> **ZADANIE 1**
Wybierz z listingu wszystkie wiersze, w których występuje słowo „grey”, i przepisz je bez zmian.

> **CYTOWANY TEKST**

Inną historię opowiada pani Agnieszka, której syn zamówił montaż szafek do mieszkania. – Gdy pracownicy firmy dowiedzieli się, że syn pracuje w Świętokrzyskim Centrum Onkologii, odmówili wykonania usługi. Syn przed każdym wejściem na oddział jest sprawdzany, dba o higienę, nigdzie nie wychodzi poza pracą. Chłopak poświęca się dla chorych, jest na pierwszej linii ognia i spotyka się z takim traktowaniem. Jest to bardzo przykre – mówi.
Doktor Renata Węsek, anestezjolog pracująca na co dzień w ostrowieckiej lecznicy podkreśla, że pracownicy ochrony zdrowia nie niosą większego zagrożenia niż reszta społeczeństwa.
– Medycy muszą szczególnie dbać o siebie, muszą zachowywać wszelkie procedury. My mamy większą świadomość zagrożenia, więc sugerowanie, że roznosimy wirusy czy bakterie bardziej niż inne osoby, jest wprowadzaniem w błąd. Należy reagować na takie zachowania, tłumaczyć ludziom jak jest naprawdę, edukować społeczeństwo – podkreśla.
Podobne historie opisują media w całym kraju. Wciąż jednak nie brakuje przyjaznych gestów. Załodze ostrowieckiego pogotowia codziennie od trzech tygodni obiady dostarcza stołówka szkoły społecznej w Częstocicach.
– Dzięki nim pracuje nam się troszkę lżej w tym trudnym dla wszystkich czasie. Jest to bardzo miły gest – mówi dr Danuta Barańska, dziękując za tę i każdą inną formę pomocy od mieszkańców.

> **DANE WEJŚCIOWE**
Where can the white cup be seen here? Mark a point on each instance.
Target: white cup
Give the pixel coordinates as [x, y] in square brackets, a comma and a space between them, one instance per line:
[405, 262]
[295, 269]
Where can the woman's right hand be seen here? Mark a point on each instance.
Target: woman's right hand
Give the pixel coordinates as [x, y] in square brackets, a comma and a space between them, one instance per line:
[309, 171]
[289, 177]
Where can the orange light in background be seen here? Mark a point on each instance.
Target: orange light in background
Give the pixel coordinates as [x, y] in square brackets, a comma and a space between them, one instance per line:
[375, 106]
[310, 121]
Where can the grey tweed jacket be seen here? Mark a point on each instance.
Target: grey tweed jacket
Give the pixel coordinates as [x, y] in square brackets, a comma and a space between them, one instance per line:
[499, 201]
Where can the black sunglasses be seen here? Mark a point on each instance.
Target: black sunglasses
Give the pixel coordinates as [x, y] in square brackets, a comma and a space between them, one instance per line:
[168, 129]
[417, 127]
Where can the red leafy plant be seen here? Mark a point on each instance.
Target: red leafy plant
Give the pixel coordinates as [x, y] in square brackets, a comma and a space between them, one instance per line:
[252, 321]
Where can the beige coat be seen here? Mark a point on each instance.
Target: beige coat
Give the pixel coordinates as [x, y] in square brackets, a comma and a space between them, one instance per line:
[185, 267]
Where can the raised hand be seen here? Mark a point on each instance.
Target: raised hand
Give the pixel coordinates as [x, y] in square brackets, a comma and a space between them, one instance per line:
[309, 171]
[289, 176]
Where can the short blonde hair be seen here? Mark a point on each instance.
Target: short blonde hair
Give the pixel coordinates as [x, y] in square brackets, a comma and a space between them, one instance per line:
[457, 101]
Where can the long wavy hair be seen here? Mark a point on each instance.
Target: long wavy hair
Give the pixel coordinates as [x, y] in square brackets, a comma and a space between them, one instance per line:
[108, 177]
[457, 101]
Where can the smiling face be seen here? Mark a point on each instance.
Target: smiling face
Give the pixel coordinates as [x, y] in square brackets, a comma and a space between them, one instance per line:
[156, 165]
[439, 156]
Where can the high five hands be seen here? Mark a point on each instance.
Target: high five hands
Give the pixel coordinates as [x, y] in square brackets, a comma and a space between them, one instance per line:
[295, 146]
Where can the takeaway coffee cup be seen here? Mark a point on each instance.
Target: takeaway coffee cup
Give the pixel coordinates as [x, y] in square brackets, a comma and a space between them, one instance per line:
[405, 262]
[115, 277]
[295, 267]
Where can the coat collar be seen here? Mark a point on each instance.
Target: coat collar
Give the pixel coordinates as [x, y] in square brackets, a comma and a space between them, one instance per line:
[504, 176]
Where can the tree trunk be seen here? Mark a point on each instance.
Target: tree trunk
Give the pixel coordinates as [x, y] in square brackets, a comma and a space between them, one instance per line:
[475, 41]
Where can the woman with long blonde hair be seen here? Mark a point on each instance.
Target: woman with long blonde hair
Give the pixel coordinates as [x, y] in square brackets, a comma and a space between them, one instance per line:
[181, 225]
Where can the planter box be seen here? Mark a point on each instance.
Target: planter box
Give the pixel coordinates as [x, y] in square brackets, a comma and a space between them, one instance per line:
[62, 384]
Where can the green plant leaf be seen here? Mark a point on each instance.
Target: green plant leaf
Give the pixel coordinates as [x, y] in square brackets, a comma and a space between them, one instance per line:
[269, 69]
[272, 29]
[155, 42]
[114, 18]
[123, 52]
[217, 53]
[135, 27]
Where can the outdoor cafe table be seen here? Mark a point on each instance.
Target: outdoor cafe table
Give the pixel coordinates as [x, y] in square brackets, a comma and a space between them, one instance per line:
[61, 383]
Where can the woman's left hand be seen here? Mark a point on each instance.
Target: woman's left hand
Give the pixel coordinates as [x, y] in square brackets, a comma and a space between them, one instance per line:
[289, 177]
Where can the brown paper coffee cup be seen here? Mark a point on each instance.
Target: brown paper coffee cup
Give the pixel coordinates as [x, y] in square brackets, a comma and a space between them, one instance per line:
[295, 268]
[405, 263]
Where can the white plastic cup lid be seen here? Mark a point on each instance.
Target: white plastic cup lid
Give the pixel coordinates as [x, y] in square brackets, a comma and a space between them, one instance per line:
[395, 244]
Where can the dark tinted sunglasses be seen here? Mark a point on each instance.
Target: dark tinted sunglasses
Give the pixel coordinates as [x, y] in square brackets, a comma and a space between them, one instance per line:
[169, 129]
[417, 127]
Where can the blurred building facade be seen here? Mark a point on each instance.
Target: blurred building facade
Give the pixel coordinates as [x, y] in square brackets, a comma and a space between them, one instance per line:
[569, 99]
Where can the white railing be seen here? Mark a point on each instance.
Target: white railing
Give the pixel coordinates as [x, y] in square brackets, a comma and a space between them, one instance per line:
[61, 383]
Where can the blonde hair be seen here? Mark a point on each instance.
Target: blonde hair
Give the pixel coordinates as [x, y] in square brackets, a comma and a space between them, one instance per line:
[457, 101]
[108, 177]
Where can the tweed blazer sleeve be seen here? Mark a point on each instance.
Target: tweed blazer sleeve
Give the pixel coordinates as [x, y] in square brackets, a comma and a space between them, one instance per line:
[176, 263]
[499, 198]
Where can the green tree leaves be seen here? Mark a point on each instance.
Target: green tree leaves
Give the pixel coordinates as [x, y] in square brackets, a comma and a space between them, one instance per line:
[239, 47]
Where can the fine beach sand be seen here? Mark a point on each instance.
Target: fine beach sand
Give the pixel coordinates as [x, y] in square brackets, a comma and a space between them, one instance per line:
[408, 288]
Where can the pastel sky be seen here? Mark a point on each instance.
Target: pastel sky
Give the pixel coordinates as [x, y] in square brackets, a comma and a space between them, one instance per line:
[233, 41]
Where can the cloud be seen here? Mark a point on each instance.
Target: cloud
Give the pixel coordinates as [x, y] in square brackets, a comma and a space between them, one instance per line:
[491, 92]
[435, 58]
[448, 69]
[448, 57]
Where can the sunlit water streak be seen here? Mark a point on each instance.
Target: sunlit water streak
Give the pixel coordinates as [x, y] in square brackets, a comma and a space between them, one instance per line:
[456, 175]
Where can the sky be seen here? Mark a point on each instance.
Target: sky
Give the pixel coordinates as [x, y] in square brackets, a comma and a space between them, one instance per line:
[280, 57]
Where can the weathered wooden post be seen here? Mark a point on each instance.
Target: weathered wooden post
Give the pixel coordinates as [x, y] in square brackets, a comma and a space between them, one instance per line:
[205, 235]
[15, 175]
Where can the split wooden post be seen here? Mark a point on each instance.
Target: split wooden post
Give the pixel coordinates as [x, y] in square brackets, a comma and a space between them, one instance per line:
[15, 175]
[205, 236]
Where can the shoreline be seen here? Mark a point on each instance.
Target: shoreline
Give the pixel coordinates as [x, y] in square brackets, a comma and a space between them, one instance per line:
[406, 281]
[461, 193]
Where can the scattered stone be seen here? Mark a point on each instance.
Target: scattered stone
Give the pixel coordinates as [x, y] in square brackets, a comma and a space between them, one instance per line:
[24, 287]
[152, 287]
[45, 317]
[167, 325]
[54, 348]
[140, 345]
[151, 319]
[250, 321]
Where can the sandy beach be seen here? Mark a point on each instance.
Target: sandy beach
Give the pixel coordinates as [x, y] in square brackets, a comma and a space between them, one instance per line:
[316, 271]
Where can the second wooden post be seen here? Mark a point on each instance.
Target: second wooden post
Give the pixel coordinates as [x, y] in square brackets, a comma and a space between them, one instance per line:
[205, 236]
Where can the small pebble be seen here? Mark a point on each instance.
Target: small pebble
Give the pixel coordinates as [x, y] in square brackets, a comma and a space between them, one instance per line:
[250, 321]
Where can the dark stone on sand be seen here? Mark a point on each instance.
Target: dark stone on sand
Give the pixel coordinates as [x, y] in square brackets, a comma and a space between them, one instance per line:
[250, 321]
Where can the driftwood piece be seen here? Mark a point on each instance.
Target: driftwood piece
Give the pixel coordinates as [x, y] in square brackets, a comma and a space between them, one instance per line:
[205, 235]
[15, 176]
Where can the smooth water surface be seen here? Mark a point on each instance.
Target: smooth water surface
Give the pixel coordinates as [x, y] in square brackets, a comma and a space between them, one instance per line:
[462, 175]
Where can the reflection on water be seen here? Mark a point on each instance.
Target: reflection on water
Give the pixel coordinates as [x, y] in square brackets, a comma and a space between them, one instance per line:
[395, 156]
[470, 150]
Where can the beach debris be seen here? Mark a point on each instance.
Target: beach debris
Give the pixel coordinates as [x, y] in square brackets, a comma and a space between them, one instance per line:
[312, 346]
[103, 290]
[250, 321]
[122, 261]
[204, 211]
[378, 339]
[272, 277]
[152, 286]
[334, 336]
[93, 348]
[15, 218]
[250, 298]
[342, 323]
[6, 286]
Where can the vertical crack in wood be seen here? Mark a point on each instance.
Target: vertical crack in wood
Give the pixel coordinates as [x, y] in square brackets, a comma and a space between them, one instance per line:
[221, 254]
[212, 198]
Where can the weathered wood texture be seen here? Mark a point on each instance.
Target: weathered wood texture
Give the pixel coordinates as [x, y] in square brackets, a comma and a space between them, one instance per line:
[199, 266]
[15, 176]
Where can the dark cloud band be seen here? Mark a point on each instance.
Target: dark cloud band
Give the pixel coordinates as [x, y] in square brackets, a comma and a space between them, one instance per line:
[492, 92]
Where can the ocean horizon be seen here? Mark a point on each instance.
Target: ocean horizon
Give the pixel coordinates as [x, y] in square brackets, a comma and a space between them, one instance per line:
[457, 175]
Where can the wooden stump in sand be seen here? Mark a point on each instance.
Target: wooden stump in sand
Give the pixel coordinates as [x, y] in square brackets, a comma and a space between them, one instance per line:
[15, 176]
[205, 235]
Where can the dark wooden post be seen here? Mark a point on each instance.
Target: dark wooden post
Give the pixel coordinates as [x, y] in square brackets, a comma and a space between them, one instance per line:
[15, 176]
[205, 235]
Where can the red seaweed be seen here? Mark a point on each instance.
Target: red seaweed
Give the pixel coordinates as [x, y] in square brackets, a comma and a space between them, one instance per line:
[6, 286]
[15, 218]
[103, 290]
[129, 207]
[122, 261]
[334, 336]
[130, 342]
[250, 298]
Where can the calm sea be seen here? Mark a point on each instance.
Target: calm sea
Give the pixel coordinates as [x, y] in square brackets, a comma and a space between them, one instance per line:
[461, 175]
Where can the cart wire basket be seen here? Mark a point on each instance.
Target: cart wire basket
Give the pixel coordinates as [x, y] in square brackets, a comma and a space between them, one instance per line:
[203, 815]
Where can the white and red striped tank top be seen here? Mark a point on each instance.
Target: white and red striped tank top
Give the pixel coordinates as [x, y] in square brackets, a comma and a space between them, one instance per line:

> **ZADANIE 2**
Kto według cytowanego tekstu od trzech tygodni dostarcza obiady załodze ostrowieckiego pogotowia?

> **ODPOWIEDŹ 1**
Where can the grey tweed jacket be seen here? Mark a point on each instance.
Target: grey tweed jacket

> **ODPOWIEDŹ 2**
Stołówka szkoły społecznej w Częstocicach.